» Problem statement: Repeat the records below exactly, leaving out every picture.

━━━ Records to use

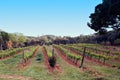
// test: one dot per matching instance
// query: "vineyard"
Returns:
(61, 62)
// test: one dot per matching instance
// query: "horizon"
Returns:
(48, 17)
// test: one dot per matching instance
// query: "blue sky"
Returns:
(40, 17)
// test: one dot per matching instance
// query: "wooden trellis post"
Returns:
(83, 57)
(23, 60)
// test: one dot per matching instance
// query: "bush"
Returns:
(52, 61)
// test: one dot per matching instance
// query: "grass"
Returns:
(37, 70)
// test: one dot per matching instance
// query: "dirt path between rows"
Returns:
(15, 77)
(50, 69)
(25, 65)
(91, 60)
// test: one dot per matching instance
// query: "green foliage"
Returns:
(69, 54)
(106, 15)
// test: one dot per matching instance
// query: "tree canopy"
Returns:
(106, 15)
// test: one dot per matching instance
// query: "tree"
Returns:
(106, 15)
(4, 38)
(18, 39)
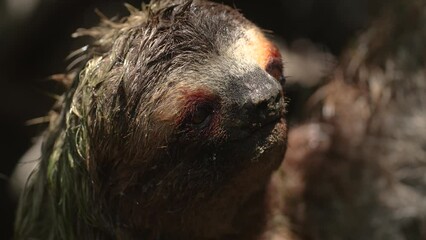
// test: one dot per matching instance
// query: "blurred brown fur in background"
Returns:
(356, 169)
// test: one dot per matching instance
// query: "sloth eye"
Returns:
(201, 115)
(275, 69)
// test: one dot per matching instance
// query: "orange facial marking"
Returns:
(265, 51)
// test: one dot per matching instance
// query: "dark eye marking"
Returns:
(274, 67)
(198, 112)
(201, 115)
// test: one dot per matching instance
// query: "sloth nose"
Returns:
(256, 101)
(264, 104)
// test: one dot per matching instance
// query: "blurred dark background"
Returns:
(35, 38)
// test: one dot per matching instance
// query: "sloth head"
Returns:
(183, 108)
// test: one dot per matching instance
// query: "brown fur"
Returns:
(150, 172)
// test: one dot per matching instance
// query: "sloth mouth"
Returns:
(256, 129)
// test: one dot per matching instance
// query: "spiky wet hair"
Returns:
(118, 114)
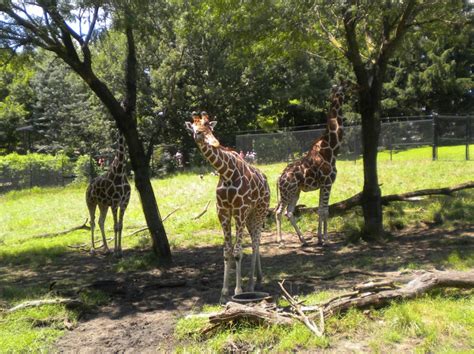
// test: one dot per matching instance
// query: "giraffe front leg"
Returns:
(225, 220)
(239, 233)
(92, 209)
(278, 214)
(117, 250)
(103, 214)
(120, 228)
(290, 215)
(323, 214)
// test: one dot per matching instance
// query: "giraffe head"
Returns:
(202, 129)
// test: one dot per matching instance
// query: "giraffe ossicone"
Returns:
(110, 190)
(242, 194)
(316, 170)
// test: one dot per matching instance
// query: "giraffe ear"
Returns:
(213, 124)
(189, 127)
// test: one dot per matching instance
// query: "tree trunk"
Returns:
(150, 207)
(127, 126)
(371, 194)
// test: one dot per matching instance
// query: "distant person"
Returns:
(179, 158)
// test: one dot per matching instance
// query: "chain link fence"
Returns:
(397, 133)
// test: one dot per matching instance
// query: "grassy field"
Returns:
(436, 322)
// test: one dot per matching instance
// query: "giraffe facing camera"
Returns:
(242, 194)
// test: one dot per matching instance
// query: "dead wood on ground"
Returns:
(368, 294)
(356, 200)
(83, 226)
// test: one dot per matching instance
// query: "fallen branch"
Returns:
(257, 313)
(356, 200)
(146, 227)
(54, 234)
(37, 303)
(369, 294)
(343, 272)
(378, 297)
(301, 316)
(202, 212)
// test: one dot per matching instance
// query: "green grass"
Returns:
(24, 214)
(436, 322)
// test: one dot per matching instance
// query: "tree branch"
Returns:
(356, 200)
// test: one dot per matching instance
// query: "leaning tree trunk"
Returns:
(150, 207)
(371, 193)
(128, 127)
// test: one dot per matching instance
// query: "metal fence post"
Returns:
(468, 136)
(435, 137)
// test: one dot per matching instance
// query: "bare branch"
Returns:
(92, 26)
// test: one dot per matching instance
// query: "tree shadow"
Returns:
(201, 270)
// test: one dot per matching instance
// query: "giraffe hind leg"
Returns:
(290, 214)
(278, 213)
(254, 227)
(92, 208)
(103, 214)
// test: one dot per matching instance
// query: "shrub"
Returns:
(22, 171)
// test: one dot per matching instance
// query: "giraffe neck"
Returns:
(334, 123)
(117, 167)
(222, 160)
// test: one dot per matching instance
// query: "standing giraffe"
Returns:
(242, 193)
(315, 170)
(110, 190)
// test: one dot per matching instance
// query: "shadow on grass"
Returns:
(142, 287)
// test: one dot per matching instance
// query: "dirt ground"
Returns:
(142, 314)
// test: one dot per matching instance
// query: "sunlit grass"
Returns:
(437, 322)
(29, 213)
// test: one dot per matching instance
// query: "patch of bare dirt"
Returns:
(142, 314)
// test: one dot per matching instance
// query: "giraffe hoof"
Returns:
(224, 299)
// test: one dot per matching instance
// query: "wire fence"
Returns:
(397, 133)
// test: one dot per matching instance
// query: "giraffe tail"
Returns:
(278, 194)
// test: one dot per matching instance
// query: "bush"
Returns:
(84, 169)
(24, 171)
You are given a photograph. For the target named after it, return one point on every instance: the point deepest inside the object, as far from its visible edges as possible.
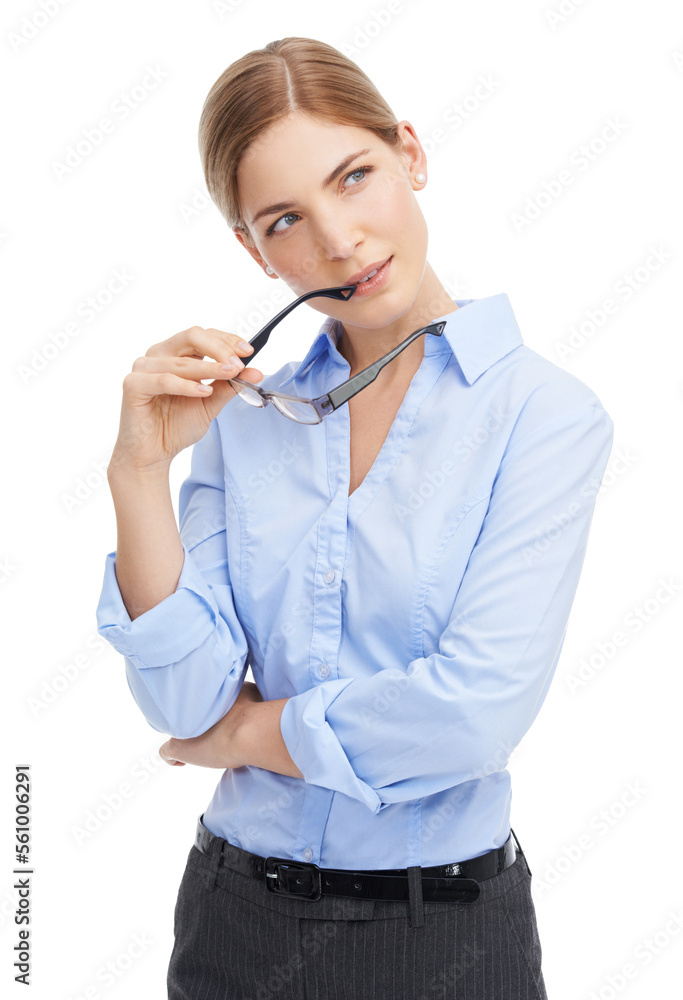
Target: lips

━━━━━━

» Output below:
// test: one dot per matching instance
// query: "vineyard"
Returns:
(61, 62)
// test: one dot per matching instance
// query: "horizon"
Returns:
(48, 17)
// test: one dot per matching instance
// query: "blue sky"
Returns:
(40, 17)
// test: one dot per matching instance
// query: "wooden trellis post"
Returns:
(83, 57)
(23, 60)
// test: one dot per matching instance
// query: "bush"
Returns:
(52, 61)
// test: one dot per matching instance
// query: "grass"
Returns:
(37, 70)
// test: one dot per matching instance
// query: "dirt path between rows"
Returns:
(15, 77)
(50, 69)
(25, 65)
(91, 60)
// test: one dot per matching instance
// query: "green foliage"
Returns:
(69, 54)
(106, 15)
// test: one dot per matching instance
// query: "tree canopy"
Returns:
(106, 15)
// test: one dot per matching instance
// query: "tree"
Returns:
(106, 15)
(4, 38)
(18, 39)
// test: one dot per matching instance
// query: "blurred brown fur in background"
Returns:
(356, 169)
// test: one dot per matching instance
// query: "sloth eye"
Returns:
(201, 115)
(275, 69)
// test: one dot per matching instance
// query: "orange facial marking"
Returns:
(265, 51)
// test: one dot per matching instance
// query: "dark eye marking"
Returns:
(274, 67)
(198, 112)
(201, 115)
// test: one dot per matching instance
// query: "sloth nose"
Returns:
(256, 101)
(264, 104)
// test: one dot per matching instance
// query: "blurred dark background"
Returns:
(35, 38)
// test: one dot per matching instance
// query: "sloth head"
Returns:
(183, 108)
// test: one dot per matching instance
// query: "brown fur"
Returns:
(150, 172)
// test: one dot per matching instance
// query: "sloth mouth"
Returns:
(256, 129)
// test: one dot per matching instance
// query: "spiky wet hair"
Returns:
(118, 114)
// test: one dot per matching instance
// query: "giraffe front leg"
Returns:
(225, 220)
(239, 233)
(92, 209)
(278, 214)
(117, 250)
(103, 214)
(120, 228)
(290, 215)
(323, 214)
// test: one dot per matching instance
// query: "giraffe head"
Returns:
(202, 129)
// test: one dot per matching instance
// query: "giraffe ossicone"
Returns:
(110, 190)
(242, 194)
(316, 170)
// test: one dot per matching instance
// query: "giraffe ear"
Returns:
(213, 124)
(189, 127)
// test: one dot per matching instance
// query: "tree trunk"
Returns:
(150, 207)
(127, 126)
(371, 194)
// test: one dot per matching instance
// query: "distant person"
Returns:
(179, 158)
// test: one dot per matching instance
// query: "chain link fence"
Returns:
(397, 133)
// test: one dot per matching instance
// query: "grassy field"
Returns:
(436, 322)
// test: one dot per matching instance
// query: "giraffe facing camera"
Returns:
(242, 194)
// test: one dot per matching instance
// query: "dead wood on ground"
Returns:
(368, 294)
(356, 200)
(83, 226)
// test: one dot per matching instance
// query: "fallen branch"
Returns:
(257, 313)
(356, 200)
(146, 227)
(54, 234)
(37, 303)
(369, 294)
(343, 272)
(378, 297)
(301, 316)
(202, 212)
// test: one dot per matching instance
// query: "green grass"
Returns:
(24, 214)
(436, 322)
// test: one dot per matching instance
// query: "tree branch"
Returns:
(356, 200)
// test: one dot per matching instance
// query: "leaning tree trunk"
Returns:
(150, 207)
(371, 193)
(128, 127)
// test: one dot per matching instance
// query: "metal fence post"
Returns:
(468, 136)
(435, 137)
// test: one dot per matching instance
// query: "bare branch"
Returns:
(92, 26)
// test: one dot per matching instance
// query: "tree shadow"
Returns:
(201, 270)
// test: one dot per matching instance
// query: "giraffe hind leg"
Returns:
(290, 214)
(278, 213)
(254, 227)
(92, 208)
(103, 214)
// test: one dot per matching instance
// query: "shrub"
Returns:
(22, 171)
// test: one dot per matching instance
// query: "giraffe neck"
Returns:
(334, 123)
(117, 167)
(222, 160)
// test: one dot per matching instance
// query: "standing giraffe"
Returns:
(242, 193)
(315, 170)
(110, 190)
// test: one dot per matching instance
// query: "shadow on grass"
Returns:
(142, 287)
// test: one dot per matching instance
// query: "dirt ground"
Returns:
(142, 314)
// test: one dot per matching instance
// query: "sunlit grass"
Returns:
(437, 322)
(29, 213)
// test: one dot per matching instance
// query: "patch of bare dirt"
Returns:
(142, 314)
// test: one dot per matching instance
// query: "giraffe hoof"
Returns:
(224, 299)
// test: one dot per matching instance
// query: "wire fence"
Returns:
(397, 133)
// test: one dot per matching instance
// query: "giraffe tail"
Returns:
(278, 194)
// test: one dot per matching instance
// query: "bush"
Returns:
(84, 169)
(24, 171)
You are given a photograph. For the target named after it, return one point on every instance: the point deepest inside the object, as far from its visible edges as possible.
Target: lips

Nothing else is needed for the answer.